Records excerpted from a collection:
/---

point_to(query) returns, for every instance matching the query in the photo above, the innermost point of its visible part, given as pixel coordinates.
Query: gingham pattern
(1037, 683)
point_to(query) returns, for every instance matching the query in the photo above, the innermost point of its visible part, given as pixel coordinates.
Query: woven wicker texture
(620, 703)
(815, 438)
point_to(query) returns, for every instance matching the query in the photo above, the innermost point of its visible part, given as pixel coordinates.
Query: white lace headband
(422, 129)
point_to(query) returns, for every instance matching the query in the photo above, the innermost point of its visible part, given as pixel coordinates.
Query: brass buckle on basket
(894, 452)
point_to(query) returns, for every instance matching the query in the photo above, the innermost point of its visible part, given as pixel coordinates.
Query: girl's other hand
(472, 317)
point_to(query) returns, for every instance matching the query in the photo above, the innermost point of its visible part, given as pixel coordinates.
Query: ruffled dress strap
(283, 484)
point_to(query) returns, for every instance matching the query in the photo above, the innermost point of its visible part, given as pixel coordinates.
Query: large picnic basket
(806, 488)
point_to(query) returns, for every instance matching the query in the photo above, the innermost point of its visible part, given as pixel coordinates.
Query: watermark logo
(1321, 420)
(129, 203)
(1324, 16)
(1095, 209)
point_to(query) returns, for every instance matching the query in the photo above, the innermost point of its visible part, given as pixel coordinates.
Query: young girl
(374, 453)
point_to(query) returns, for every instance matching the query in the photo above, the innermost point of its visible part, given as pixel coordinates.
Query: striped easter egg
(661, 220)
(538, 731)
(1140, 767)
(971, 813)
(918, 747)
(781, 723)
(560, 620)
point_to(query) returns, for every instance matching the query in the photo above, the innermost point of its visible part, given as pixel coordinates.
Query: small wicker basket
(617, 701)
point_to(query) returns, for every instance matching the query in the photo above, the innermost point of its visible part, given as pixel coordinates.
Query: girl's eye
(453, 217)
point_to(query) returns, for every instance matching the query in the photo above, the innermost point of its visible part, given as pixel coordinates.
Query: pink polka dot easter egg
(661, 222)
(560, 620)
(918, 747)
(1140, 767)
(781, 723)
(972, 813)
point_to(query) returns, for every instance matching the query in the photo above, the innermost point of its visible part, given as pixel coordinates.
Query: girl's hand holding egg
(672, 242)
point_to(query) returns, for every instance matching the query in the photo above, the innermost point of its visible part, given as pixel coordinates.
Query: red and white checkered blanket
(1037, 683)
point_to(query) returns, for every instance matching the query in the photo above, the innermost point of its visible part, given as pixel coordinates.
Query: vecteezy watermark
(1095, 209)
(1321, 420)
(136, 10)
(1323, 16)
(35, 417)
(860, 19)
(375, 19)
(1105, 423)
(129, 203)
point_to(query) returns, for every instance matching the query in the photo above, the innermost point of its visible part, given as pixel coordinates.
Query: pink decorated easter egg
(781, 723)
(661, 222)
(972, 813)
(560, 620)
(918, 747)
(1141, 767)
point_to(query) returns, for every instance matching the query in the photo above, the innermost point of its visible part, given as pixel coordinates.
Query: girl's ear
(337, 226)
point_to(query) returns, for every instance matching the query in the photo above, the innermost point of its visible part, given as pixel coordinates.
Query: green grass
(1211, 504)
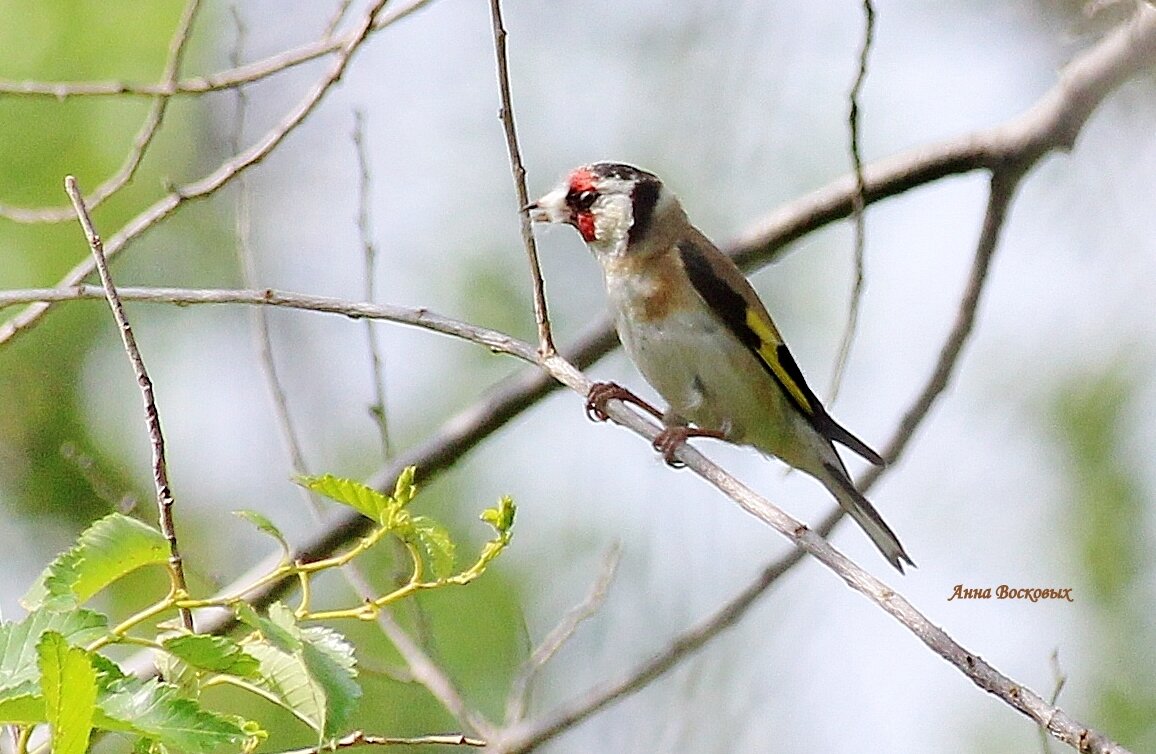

\---

STATED TASK – Count the lines in the items above that contain the string "watermark", matching case exactly. Reply with the number alone.

ANSWER FOR THIS EXERCISE – 2